▶ Work order 1:
Substitute "school" for "classroom" in a passage from the excerpt on weighted blankets. Begin at the words that have "The recommended amount" and stop after "her teaching career.".
▶ Work order 2:
Proceed with the article on weighted blankets, picking up after its final sentence.

▶ Excerpt provided:
▬▬▬▬▬▬▬▬▬▬
Melatonin supplements and a strict routine can help. But, in addition to multiple studies, testimonials from parents and professionals support the idea that weighted blankets come out on top.
In a 2018 article with The Atlantic, Salt of the Earth owner Annie Peters said, “I’ve had people call me and just go on and on about what a difference it makes to have their child sleep all night. Because then the parent can sleep all night. Then they can cut back on meds. The kids don’t go to school under (the influence of) drugs or groggy.”
How do they work?
Weighted blankets are usually filled with pellets, balls or cheins. They weigh from three to 20 pounds, depending on your body weight.
The recommended amount is equal to 10 percent of your body weight (plus on to two pounds for children), notes Lora’s Weighted Blankets.
Jeanette Jones, an occupational therapist at Kaufman Children’s Center in West Bloomfield, says that the nervous system responds positively to an appropriate amount of weight and pressure – regardless of a person’s mental state or circumstances.
“(The blankets) have a similar relaxing effect to massages, and I think that’s why they’ve become so popular recently,” Jones says. “As therapists, we’ve always been recommending weighted blankets.”
Lisa Dekker, a former special education teacher and program coordinator, used them in her own classroom throughout her teaching career.
“We mainly used the blankets to help students who were having high-level emotional struggles and meltdowns,” says Dekker, a mom of four in the Grand Rapids area. “Almost immediately, we’d see the heart rate go down, the sweating would stop – and some students would even fall asleep.”
▬▬▬▬▬▬▬▬▬▬
▶ Saved entries:

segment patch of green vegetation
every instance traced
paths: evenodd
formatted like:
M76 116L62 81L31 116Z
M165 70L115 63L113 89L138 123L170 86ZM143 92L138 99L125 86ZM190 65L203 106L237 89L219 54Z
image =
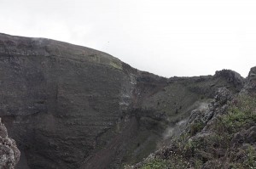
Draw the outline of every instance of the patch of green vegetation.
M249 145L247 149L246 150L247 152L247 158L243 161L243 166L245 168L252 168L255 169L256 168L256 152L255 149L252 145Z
▬▬▬▬▬▬▬▬▬▬
▶ Exercise answer 1:
The recommended amount is equal to 10 percent of your body weight (plus on to two pounds for children), notes Lora’s Weighted Blankets.
Jeanette Jones, an occupational therapist at Kaufman Children’s Center in West Bloomfield, says that the nervous system responds positively to an appropriate amount of weight and pressure – regardless of a person’s mental state or circumstances.
“(The blankets) have a similar relaxing effect to massages, and I think that’s why they’ve become so popular recently,” Jones says. “As therapists, we’ve always been recommending weighted blankets.”
Lisa Dekker, a former special education teacher and program coordinator, used them in her own school throughout her teaching career.

▶ Exercise answer 2:
Dekker’s goal is to make weighted blankets a tool in general education classrooms. She says that neurologically, people with and without autism have more similarities than most people would assume.
The recent emergence of weighted blankets in the mainstream market reflects that notion.
“(The blankets’ recent spike in popularity) was exciting for us in the education world,” Dekker says. “We noticed that hey, something’s going on here – and there may be a wider benefit than we originally thought.”
What’s the catch?
With so many people raving about the weighted blanket benefits for kids, it’s hard to find any negative aspects about them. But there are always a few things to keep in mind when you weigh the pros and cons.
“Weight” is right in the name, so it’s no surprise that it can be difficult to take these hefty blankets with you on vacations. If you or your child can’t live without a weighted blanket, the transport might be worth it. Especially if you’re flying, consider investing in a weighted lap pad, too – it’ll save time and hassle while you pack and as you go through the security line.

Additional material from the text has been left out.